__Passage to read__.

According to the Neoplatonic philosophy that Ficino founded, love is the sustaining principle of the universe, and the attainment of the highest good is dependant not upon the Church but upon an impulse universal to man. The soul is not only immortal, but all souls by an inner urge naturally seek truth and goodness.
Ficino was immeasurably helped in the development of Neoplatonism by Giovanni Pico della Mirandola (1463-94). Pico joined Ficino’s circle in 1484 and introduced Cabala into Ficino’s Neoplatonism, being the founder or first great exponent of Christian Cabala. In this Pico was following in the footsteps of the poet-philosopher Ramon Lull, who in the 13th century, in Spain, brought together Jewish Cabala, Islamic mysticism and Christian revelation into a single method, which had an enormous influence on succeeding generations. As a result of Pico and Ficino’s partnership, Neoplatonism became a universal philosophy, which blended Hebrew Cabala with the Hermetic, Neoplatonic and Christian teachings, making a synthesis of them all. As a result, the spiritual, magical and scientific core of Renaissance Neoplatonism was born.
Having travelled from Italy into France, this Renaissance Neoplatonism took a strong hold in England in the 16th century, beginning in King Henry VIII’s time and reaching a zenith during the reign of Queen Elizabeth I, particularly in the works of William Shakespeare.
The Bible
Shakespeare’s knowledge of the Bible is remarkably extensive and detailed. The teachings of the Bible pervade and underlie all his plays to such a degree that the plays seem, in fact, to be dramatised commentaries on and examples of the scriptural teachings, aided by Cabalistic philosophy and the Hermetic wisdom as well as by Shakespeare’s extraordinary observation, insight into and knowledge of human nature.

__Study questions__.
1/ In the passage on Renaissance Neoplatonism, explain in one to three sentences how Neoplatonism came to be a universal philosophy.
2/ Repeat the passage on Renaissance Neoplatonism word for word, starting with "Having travelled from" and going on through "of William Shakespeare.".
You don't need the records.

__Supplied entries__.

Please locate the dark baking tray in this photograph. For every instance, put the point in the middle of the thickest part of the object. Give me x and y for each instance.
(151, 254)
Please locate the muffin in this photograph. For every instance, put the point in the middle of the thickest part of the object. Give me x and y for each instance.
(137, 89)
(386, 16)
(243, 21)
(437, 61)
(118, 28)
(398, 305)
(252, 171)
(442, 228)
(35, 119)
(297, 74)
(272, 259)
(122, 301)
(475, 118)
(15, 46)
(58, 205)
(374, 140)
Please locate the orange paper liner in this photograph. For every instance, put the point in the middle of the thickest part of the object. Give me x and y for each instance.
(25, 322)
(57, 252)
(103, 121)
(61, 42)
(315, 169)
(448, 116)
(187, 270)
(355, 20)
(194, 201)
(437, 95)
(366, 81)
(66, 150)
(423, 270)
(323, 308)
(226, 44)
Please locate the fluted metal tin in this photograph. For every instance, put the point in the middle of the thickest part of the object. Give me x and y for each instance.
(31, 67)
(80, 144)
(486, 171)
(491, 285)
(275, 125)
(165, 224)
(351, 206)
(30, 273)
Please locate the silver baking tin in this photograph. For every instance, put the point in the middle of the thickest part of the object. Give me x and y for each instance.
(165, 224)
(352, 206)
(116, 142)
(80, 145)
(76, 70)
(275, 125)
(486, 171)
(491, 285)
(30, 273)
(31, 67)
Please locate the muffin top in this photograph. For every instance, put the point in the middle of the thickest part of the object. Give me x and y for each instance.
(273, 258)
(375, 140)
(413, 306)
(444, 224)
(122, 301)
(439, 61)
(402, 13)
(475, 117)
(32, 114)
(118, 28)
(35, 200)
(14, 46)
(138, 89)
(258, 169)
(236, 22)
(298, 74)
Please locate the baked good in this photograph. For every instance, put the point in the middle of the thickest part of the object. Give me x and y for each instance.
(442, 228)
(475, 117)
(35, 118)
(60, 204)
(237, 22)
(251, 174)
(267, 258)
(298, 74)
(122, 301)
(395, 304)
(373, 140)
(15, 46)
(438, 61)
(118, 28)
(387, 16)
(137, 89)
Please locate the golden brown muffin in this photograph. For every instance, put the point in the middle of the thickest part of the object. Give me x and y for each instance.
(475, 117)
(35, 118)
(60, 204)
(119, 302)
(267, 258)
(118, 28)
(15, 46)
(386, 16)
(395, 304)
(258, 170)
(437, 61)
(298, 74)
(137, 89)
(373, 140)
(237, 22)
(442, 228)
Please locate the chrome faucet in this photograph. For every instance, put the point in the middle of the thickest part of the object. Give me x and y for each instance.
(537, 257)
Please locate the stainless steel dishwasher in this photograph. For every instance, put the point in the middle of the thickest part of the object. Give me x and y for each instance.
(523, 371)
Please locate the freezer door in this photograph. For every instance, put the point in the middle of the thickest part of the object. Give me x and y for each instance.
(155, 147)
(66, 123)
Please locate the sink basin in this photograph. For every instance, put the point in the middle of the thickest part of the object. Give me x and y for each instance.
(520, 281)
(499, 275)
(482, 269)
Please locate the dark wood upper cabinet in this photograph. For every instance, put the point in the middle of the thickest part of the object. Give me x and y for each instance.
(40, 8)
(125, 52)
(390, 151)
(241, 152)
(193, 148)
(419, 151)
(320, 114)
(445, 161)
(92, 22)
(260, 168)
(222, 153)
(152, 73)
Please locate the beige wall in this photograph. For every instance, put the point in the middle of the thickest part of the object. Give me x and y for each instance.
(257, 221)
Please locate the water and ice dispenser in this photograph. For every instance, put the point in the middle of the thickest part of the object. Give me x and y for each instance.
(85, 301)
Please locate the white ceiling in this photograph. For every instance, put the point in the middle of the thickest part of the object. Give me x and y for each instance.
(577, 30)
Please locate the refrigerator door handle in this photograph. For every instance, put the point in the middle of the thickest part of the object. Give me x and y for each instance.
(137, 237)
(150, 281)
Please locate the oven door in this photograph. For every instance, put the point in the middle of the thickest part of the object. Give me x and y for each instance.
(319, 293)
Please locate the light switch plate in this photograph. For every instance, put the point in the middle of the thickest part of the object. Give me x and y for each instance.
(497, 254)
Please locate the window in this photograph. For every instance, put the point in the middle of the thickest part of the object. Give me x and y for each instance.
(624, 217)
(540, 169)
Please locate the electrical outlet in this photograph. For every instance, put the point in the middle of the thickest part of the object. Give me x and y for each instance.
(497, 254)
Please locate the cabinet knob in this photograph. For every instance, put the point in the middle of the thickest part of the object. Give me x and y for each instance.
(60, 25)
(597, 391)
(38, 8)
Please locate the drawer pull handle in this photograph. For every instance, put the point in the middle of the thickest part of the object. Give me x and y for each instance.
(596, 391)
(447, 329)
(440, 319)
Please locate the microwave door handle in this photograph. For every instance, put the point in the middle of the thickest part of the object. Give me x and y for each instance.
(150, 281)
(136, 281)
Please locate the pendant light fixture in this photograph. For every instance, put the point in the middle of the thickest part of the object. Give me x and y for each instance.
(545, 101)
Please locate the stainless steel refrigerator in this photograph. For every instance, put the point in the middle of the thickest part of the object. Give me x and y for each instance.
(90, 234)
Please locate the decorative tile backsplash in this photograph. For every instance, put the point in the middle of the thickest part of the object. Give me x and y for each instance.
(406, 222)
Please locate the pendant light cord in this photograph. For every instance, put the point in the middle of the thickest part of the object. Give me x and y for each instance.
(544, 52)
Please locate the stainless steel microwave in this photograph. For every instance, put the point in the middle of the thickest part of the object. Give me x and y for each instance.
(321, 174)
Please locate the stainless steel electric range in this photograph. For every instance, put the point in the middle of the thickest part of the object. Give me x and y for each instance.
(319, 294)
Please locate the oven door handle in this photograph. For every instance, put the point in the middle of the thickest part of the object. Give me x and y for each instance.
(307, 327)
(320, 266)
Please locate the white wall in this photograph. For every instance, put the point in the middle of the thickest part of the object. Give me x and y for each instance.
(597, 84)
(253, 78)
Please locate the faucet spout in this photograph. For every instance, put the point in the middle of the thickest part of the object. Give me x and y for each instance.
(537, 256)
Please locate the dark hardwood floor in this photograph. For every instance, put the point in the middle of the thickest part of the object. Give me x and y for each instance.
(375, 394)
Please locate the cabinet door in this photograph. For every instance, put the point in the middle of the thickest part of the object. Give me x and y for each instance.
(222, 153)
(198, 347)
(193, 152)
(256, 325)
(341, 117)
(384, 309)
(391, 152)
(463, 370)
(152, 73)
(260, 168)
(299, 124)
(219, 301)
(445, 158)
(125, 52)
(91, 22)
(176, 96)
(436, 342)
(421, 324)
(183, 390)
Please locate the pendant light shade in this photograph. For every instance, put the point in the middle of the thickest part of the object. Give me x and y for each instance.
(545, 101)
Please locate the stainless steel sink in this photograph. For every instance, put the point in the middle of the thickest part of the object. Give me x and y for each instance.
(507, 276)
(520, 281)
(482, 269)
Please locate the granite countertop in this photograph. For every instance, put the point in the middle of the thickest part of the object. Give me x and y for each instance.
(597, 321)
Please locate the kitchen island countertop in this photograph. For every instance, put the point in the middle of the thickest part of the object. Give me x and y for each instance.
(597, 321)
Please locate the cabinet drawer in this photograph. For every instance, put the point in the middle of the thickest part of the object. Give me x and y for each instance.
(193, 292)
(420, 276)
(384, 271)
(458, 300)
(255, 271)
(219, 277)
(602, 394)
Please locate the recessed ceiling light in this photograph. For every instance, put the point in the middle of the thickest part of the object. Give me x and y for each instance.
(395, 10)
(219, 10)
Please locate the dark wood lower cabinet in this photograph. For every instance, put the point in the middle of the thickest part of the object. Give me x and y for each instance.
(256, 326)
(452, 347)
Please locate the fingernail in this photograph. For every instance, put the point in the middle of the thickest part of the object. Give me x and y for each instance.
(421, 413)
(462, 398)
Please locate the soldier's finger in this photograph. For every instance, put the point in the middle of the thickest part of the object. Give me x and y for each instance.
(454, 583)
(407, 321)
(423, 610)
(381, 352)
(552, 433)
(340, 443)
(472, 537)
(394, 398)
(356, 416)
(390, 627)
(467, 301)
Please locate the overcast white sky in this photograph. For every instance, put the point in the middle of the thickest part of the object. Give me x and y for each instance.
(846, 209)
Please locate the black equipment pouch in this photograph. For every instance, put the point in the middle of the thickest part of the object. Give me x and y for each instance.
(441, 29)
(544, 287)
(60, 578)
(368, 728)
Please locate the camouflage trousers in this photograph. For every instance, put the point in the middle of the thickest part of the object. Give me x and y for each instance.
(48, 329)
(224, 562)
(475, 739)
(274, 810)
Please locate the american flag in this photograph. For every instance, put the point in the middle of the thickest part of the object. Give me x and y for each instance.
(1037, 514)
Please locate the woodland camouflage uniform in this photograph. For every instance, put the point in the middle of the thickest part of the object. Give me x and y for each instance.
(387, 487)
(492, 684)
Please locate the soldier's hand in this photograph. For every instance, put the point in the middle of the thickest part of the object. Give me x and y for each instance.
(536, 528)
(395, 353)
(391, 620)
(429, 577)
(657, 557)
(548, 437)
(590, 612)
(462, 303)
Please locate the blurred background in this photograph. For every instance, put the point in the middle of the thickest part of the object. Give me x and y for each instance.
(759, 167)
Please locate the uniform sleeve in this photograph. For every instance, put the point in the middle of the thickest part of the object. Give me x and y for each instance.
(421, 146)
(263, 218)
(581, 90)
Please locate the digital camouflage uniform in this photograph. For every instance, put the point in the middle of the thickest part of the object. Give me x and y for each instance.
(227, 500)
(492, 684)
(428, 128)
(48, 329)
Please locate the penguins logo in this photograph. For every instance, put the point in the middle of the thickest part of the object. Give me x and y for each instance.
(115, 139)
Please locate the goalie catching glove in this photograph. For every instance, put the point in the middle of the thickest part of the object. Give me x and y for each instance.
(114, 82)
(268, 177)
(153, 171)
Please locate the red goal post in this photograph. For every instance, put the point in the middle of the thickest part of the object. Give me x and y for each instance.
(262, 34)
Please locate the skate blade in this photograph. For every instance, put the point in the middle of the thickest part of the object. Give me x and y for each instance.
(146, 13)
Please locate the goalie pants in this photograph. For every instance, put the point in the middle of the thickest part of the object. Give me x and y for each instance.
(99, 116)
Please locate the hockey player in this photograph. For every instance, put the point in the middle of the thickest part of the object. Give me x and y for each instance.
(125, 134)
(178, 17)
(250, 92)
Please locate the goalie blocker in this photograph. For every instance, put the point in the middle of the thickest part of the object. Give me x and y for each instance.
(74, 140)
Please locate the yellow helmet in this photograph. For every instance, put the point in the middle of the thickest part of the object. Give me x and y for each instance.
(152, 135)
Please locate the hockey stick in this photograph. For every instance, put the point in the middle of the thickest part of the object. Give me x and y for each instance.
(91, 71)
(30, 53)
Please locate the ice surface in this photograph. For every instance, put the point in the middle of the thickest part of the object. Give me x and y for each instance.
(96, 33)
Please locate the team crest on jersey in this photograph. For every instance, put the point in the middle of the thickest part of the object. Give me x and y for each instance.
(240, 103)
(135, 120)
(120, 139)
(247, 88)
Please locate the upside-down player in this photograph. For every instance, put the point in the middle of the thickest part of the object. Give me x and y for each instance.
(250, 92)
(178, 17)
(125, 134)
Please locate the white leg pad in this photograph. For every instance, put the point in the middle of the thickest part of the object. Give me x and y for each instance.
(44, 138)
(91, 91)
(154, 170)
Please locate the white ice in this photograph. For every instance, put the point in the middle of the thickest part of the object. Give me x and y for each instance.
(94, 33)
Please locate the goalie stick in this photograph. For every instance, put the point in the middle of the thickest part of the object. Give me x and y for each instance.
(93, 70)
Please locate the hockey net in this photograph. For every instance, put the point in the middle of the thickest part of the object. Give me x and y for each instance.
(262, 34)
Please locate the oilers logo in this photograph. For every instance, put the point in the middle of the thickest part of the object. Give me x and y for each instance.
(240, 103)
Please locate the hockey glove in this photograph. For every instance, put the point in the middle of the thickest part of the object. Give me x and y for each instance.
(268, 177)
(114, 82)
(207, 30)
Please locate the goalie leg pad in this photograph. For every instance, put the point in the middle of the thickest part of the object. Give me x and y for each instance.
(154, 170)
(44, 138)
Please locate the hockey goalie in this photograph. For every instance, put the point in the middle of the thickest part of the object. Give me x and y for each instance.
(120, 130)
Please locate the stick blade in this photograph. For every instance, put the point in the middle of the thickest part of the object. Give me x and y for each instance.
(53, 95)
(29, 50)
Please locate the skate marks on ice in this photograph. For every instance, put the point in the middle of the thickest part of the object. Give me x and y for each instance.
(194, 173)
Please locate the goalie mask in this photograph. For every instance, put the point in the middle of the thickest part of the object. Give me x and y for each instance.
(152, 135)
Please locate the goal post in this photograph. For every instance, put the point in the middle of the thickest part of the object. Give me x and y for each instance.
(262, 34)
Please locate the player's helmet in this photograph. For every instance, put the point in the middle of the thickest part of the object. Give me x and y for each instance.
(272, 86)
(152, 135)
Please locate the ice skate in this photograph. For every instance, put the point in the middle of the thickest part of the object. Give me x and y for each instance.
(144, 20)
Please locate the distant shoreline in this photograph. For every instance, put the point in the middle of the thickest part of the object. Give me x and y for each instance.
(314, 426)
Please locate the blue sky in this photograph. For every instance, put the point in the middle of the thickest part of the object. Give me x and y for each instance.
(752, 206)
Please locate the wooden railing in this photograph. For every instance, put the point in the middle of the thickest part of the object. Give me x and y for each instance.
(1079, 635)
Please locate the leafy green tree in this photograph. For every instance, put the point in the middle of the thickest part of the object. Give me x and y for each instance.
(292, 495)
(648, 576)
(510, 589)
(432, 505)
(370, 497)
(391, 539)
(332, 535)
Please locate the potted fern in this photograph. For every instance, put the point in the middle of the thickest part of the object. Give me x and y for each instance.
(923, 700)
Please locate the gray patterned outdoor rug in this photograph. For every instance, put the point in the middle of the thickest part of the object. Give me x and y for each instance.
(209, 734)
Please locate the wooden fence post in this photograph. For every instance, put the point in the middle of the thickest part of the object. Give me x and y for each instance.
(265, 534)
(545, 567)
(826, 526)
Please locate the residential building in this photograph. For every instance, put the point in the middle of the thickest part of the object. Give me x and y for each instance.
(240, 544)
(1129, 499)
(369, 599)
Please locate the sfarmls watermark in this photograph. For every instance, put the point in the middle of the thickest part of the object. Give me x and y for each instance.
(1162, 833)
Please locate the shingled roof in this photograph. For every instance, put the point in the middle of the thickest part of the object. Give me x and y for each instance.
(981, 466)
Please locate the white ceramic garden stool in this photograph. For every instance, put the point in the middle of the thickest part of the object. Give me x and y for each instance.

__Results of the tasks__.
1/ Neoplatonism became a universal philosophy because of the partnership between Pico and Ficino. Pico introduced Cabala into Ficino's Neoplatonism. The result blended Hebrew Cabala with Hermetic, Neoplatonic and Christian teachings into one synthesis.

2/
Having travelled from Italy into France, this Renaissance Neoplatonism took a strong hold in England in the 16th century, beginning in King Henry VIII’s time and reaching a zenith during the reign of Queen Elizabeth I, particularly in the works of William Shakespeare.